== TO DO ==
Tally how many of the lines below contain the string "branch", treating uppercase and lowercase as different, and reply with only that number.

┌──

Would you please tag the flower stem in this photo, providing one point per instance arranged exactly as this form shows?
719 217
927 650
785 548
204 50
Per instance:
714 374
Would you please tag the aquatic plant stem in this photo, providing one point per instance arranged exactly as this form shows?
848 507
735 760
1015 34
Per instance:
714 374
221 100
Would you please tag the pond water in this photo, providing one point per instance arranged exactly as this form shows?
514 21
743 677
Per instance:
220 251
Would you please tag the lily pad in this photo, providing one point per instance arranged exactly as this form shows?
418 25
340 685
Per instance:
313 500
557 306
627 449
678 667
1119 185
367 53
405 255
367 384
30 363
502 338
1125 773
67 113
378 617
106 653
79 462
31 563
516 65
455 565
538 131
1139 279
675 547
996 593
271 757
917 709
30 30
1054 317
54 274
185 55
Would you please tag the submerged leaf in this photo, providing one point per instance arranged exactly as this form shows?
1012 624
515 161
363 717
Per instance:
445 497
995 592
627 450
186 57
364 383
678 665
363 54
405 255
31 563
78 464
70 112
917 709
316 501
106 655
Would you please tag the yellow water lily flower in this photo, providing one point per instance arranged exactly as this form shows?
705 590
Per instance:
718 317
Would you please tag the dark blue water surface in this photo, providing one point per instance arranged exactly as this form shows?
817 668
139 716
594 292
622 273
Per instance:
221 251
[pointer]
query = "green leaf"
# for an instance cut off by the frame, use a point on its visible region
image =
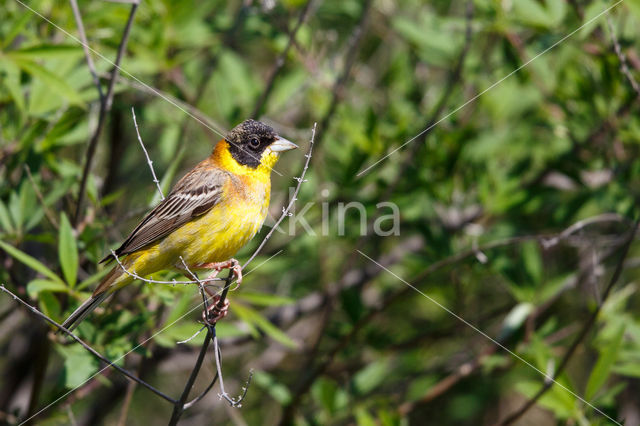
(52, 81)
(5, 219)
(253, 317)
(532, 261)
(608, 356)
(277, 390)
(371, 376)
(36, 286)
(79, 365)
(12, 81)
(93, 278)
(17, 28)
(67, 251)
(31, 262)
(48, 51)
(265, 299)
(49, 305)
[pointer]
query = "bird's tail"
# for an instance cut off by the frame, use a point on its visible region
(83, 310)
(115, 279)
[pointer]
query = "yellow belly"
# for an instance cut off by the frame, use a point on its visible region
(214, 237)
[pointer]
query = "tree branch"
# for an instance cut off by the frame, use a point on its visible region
(578, 340)
(86, 346)
(257, 110)
(105, 106)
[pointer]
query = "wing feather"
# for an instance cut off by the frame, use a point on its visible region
(194, 195)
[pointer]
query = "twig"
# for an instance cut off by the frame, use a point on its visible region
(338, 86)
(47, 212)
(146, 154)
(147, 280)
(319, 369)
(85, 46)
(179, 405)
(280, 62)
(621, 56)
(583, 333)
(105, 106)
(86, 346)
(236, 403)
(285, 211)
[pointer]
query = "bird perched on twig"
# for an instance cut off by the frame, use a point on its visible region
(212, 212)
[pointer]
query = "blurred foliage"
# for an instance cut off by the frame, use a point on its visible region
(555, 143)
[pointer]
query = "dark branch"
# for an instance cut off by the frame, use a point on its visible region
(105, 106)
(87, 347)
(280, 62)
(578, 340)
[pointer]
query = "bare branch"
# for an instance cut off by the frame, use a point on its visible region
(280, 62)
(105, 106)
(236, 403)
(285, 211)
(50, 216)
(172, 282)
(146, 154)
(87, 347)
(580, 337)
(85, 47)
(179, 405)
(624, 67)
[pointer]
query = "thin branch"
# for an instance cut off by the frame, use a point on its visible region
(105, 106)
(315, 372)
(146, 154)
(87, 347)
(85, 46)
(624, 67)
(133, 274)
(338, 86)
(50, 216)
(285, 211)
(236, 403)
(280, 62)
(578, 340)
(179, 405)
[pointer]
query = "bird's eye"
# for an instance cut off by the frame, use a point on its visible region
(254, 143)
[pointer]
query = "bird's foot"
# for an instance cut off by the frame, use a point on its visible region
(214, 313)
(232, 264)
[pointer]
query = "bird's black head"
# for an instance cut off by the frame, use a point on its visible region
(248, 141)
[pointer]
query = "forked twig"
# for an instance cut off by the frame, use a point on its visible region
(105, 106)
(286, 210)
(146, 154)
(87, 347)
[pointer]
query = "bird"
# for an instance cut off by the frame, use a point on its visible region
(210, 214)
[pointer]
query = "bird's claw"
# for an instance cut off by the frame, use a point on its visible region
(232, 264)
(214, 313)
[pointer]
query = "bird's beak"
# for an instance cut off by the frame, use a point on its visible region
(281, 144)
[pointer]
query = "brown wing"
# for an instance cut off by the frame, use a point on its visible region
(194, 195)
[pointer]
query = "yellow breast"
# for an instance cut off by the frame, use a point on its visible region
(222, 231)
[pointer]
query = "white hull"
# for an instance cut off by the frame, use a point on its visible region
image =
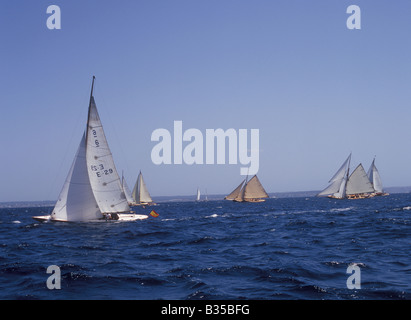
(121, 217)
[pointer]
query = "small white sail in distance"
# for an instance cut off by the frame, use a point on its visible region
(126, 190)
(338, 181)
(140, 193)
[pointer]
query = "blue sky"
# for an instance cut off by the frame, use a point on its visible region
(315, 90)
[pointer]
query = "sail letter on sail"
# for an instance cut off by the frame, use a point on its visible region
(251, 191)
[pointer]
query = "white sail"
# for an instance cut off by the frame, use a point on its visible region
(140, 192)
(359, 182)
(126, 190)
(76, 201)
(92, 190)
(254, 189)
(234, 194)
(104, 179)
(338, 181)
(375, 178)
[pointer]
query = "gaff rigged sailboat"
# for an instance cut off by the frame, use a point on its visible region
(248, 191)
(93, 189)
(375, 179)
(140, 194)
(346, 186)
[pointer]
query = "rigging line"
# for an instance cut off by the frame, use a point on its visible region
(69, 144)
(106, 109)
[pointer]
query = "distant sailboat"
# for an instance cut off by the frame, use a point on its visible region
(140, 194)
(346, 186)
(126, 190)
(375, 179)
(93, 190)
(248, 191)
(358, 184)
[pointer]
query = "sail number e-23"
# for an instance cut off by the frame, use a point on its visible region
(99, 169)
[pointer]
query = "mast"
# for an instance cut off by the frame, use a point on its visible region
(89, 106)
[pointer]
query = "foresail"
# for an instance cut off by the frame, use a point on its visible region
(126, 190)
(341, 173)
(76, 201)
(375, 178)
(254, 189)
(104, 179)
(144, 194)
(359, 182)
(332, 188)
(233, 195)
(338, 182)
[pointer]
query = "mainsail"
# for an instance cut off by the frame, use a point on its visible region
(248, 191)
(254, 190)
(140, 193)
(104, 179)
(76, 201)
(375, 178)
(358, 182)
(92, 189)
(234, 194)
(126, 190)
(338, 182)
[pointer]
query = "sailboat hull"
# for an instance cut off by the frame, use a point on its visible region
(121, 217)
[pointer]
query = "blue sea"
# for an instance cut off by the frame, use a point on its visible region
(284, 248)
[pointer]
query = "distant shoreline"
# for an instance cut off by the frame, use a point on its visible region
(159, 199)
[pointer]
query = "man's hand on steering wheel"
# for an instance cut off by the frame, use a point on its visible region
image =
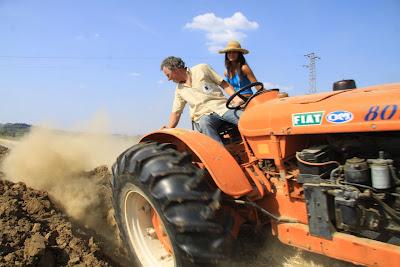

└──

== FULL RESPONSE ==
4